*Exercise aim*
Locate each line in the rows below that contains the string "clicks", and copy those lines out. Case counts when matching.

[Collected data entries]
##########
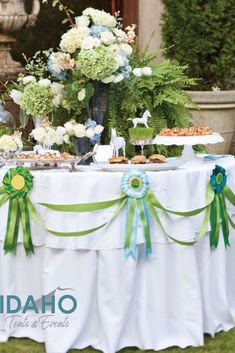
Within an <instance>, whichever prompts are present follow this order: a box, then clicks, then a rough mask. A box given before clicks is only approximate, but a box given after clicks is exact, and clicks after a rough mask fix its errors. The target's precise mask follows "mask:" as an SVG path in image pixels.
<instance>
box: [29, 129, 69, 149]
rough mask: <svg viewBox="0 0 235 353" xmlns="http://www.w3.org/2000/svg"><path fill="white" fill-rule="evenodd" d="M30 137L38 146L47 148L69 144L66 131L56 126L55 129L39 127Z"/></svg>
mask: <svg viewBox="0 0 235 353" xmlns="http://www.w3.org/2000/svg"><path fill="white" fill-rule="evenodd" d="M30 136H31V137H32V138H33V139H34V140H35V141H37V142H38V143H39V144H41V145H43V146H49V147H51V146H53V145H62V144H63V143H64V142H65V143H68V142H69V139H68V135H67V132H66V129H65V128H64V127H62V126H58V127H57V128H54V127H51V126H45V127H44V126H40V127H38V128H36V129H33V130H32V132H31V134H30Z"/></svg>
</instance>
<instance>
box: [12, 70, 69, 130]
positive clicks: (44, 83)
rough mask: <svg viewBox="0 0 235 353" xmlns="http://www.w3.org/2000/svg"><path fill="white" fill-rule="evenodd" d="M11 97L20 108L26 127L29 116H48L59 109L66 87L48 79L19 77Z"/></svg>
mask: <svg viewBox="0 0 235 353" xmlns="http://www.w3.org/2000/svg"><path fill="white" fill-rule="evenodd" d="M10 97H11V98H12V99H13V101H14V102H15V103H16V104H17V105H19V106H20V108H21V112H23V113H24V114H21V118H22V115H23V119H21V125H22V126H23V127H25V126H26V124H27V121H28V115H32V116H47V115H49V114H50V113H52V111H53V109H54V108H55V107H59V106H60V105H61V103H62V101H63V98H64V85H63V84H61V83H58V82H52V81H51V80H49V79H47V78H43V79H39V80H37V78H36V77H35V76H32V75H30V76H23V75H19V78H18V83H17V84H16V83H15V84H14V88H13V89H12V90H11V92H10Z"/></svg>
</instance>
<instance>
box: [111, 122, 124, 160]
mask: <svg viewBox="0 0 235 353" xmlns="http://www.w3.org/2000/svg"><path fill="white" fill-rule="evenodd" d="M110 143H111V144H113V145H114V153H115V157H118V156H119V152H118V151H119V150H120V149H122V152H123V156H124V157H126V141H125V139H124V138H123V137H117V132H116V129H112V130H111V140H110Z"/></svg>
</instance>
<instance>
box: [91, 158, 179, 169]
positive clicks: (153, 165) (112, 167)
mask: <svg viewBox="0 0 235 353" xmlns="http://www.w3.org/2000/svg"><path fill="white" fill-rule="evenodd" d="M180 164H181V161H180V159H179V158H167V159H166V161H165V163H145V164H132V163H127V164H110V163H108V162H106V163H91V166H92V167H93V166H94V167H95V168H96V170H102V171H105V172H126V171H127V170H129V169H133V168H135V169H141V170H144V171H149V172H157V171H163V170H174V169H176V168H178V167H179V166H180Z"/></svg>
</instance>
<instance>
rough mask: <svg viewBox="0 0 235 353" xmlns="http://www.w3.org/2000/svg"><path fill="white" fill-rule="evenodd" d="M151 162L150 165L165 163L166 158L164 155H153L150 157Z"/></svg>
mask: <svg viewBox="0 0 235 353" xmlns="http://www.w3.org/2000/svg"><path fill="white" fill-rule="evenodd" d="M149 162H150V163H165V162H166V157H165V156H163V155H162V154H152V155H151V156H149Z"/></svg>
##########
*Output of the exercise*
Within an <instance>, whichever prompts are present follow this order: a box, then clicks, then a rough mask. A box given before clicks is only approximate, but a box given after clicks is exact, and clicks after a rough mask fix its errors. The target's precise mask follows "mask:" as an SVG path in image pixels.
positive clicks: (44, 83)
positive clicks: (153, 165) (112, 167)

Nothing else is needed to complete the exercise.